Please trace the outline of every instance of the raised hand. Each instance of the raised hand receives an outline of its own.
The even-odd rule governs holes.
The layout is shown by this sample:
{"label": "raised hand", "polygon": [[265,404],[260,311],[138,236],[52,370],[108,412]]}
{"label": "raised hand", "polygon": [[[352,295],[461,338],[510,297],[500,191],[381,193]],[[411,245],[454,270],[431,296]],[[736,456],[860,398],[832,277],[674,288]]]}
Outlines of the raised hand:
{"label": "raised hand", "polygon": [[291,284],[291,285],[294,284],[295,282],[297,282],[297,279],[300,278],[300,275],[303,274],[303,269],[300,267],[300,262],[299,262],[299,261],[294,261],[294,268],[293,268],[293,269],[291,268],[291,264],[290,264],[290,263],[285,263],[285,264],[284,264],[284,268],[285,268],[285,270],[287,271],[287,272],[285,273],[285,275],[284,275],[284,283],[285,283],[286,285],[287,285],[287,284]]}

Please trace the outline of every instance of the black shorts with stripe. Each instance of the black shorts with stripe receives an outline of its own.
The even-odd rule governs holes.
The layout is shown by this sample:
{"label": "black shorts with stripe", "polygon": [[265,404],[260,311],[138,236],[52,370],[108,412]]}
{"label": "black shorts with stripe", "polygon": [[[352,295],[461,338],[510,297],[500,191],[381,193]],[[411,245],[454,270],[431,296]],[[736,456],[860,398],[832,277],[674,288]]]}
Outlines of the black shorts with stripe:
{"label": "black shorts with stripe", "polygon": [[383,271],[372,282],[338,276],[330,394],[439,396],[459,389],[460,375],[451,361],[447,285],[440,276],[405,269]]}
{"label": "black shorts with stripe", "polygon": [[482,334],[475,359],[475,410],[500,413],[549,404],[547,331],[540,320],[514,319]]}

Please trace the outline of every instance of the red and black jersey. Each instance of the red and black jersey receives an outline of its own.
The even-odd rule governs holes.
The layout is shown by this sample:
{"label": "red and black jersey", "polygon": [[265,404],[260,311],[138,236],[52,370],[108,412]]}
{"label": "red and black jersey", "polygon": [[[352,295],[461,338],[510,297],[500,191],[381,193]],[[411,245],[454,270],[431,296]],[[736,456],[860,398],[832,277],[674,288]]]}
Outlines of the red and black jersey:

------------------------------------------------

Requirement: Your task is to reproduce the entire listing exactly as it appears.

Output for this task:
Please trace the outline of every instance of the raised hand. Each instance of the raised hand receives an outline of its own.
The even-odd rule governs holes.
The layout is shown by this sample:
{"label": "raised hand", "polygon": [[265,404],[260,311],[138,236],[52,370],[108,412]]}
{"label": "raised hand", "polygon": [[[352,295],[461,338],[510,297],[500,191],[381,193]],[[411,245],[454,270],[431,296]],[[736,456],[860,398],[832,277],[674,288]]]}
Outlines of the raised hand:
{"label": "raised hand", "polygon": [[291,284],[291,285],[294,284],[295,282],[297,282],[297,279],[300,278],[300,275],[303,274],[303,269],[300,267],[300,262],[299,262],[299,261],[294,261],[294,268],[293,268],[293,269],[291,268],[291,264],[290,264],[290,263],[285,263],[285,264],[284,264],[284,268],[285,268],[285,270],[287,271],[287,272],[285,273],[285,275],[284,275],[284,283],[285,283],[286,285],[287,285],[287,284]]}

Please trace the outline of every instance of the black shorts with stripe. Each instance of the black shorts with stripe receives an outline of its own.
The even-odd rule governs holes.
The layout is shown by this sample:
{"label": "black shorts with stripe", "polygon": [[265,404],[260,311],[138,236],[52,370],[108,412]]}
{"label": "black shorts with stripe", "polygon": [[[352,295],[461,338],[510,297],[500,191],[381,193]],[[411,245],[454,270],[431,296]],[[736,456],[860,398],[832,277],[674,288]]]}
Outlines of the black shorts with stripe:
{"label": "black shorts with stripe", "polygon": [[383,271],[372,282],[338,276],[330,394],[439,396],[459,389],[460,375],[451,361],[447,285],[440,276],[405,269]]}
{"label": "black shorts with stripe", "polygon": [[482,334],[475,359],[475,410],[500,413],[549,404],[547,331],[540,320],[514,319]]}

Please trace the outline of every instance of the red and black jersey. Each instance of the red and black jersey receives an outline of its own.
The even-odd rule governs holes.
The layout is shown by this sample:
{"label": "red and black jersey", "polygon": [[265,404],[260,311],[138,236],[52,370],[108,412]]}
{"label": "red and black jersey", "polygon": [[[352,295],[461,338],[510,297],[500,191],[381,193]],[[411,245],[454,270],[431,296]],[[736,456],[860,398],[832,277],[674,288]]]}
Outlines of the red and black jersey:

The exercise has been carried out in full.